(DATASET CONTENT Opens)

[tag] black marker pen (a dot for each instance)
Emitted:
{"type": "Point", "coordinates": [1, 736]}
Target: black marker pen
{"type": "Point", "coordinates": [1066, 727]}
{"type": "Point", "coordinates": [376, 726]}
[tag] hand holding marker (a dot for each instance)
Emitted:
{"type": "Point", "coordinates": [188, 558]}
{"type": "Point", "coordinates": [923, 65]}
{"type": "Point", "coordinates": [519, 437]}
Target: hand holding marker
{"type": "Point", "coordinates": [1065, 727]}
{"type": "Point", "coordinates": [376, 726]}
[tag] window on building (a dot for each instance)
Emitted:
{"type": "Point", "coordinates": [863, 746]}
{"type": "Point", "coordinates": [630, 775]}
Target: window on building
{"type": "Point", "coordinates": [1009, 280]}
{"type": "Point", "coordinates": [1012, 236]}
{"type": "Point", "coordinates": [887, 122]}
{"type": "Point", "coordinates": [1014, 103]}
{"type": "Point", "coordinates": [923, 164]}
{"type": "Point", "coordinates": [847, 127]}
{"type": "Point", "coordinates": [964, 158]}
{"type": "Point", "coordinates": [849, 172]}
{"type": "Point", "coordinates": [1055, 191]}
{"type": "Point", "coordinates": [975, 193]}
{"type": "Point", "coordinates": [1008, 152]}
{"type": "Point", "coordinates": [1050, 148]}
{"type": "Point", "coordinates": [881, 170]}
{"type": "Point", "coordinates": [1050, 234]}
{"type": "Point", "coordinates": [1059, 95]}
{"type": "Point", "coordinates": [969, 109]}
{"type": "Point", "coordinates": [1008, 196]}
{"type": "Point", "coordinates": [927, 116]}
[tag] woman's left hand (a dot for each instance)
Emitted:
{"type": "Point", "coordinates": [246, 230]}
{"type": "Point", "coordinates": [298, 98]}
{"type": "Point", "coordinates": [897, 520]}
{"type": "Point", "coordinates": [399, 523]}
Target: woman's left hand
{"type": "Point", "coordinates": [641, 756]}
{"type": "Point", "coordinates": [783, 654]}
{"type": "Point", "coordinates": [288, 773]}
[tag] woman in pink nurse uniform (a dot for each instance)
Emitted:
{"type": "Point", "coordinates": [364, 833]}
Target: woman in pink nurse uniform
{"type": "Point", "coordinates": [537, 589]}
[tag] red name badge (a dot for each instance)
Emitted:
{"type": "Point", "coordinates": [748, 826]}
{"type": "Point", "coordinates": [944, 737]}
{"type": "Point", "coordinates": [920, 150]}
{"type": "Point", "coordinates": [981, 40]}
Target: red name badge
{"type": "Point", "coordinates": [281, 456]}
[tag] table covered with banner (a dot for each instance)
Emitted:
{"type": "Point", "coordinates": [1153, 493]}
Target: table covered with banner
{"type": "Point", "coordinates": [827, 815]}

(DATASET CONTENT Closes)

BRIEF |
Please provide nothing but the number of lines in the records that hold the string "each".

EXERCISE OUTPUT |
7